▸ **Task prompt**: Please retype the lines below character for character, keeping every symbol and line break.

** begin **

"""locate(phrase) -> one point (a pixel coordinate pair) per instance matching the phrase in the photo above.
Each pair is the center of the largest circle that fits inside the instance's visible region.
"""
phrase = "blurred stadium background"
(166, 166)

** end **

▸ **Worked answer**:
"""locate(phrase) -> one point (a pixel coordinate pair) per instance matching the phrase in the photo above.
Each pair is the center of the largest circle that fits inside the instance's visible region.
"""
phrase = "blurred stadium background"
(166, 166)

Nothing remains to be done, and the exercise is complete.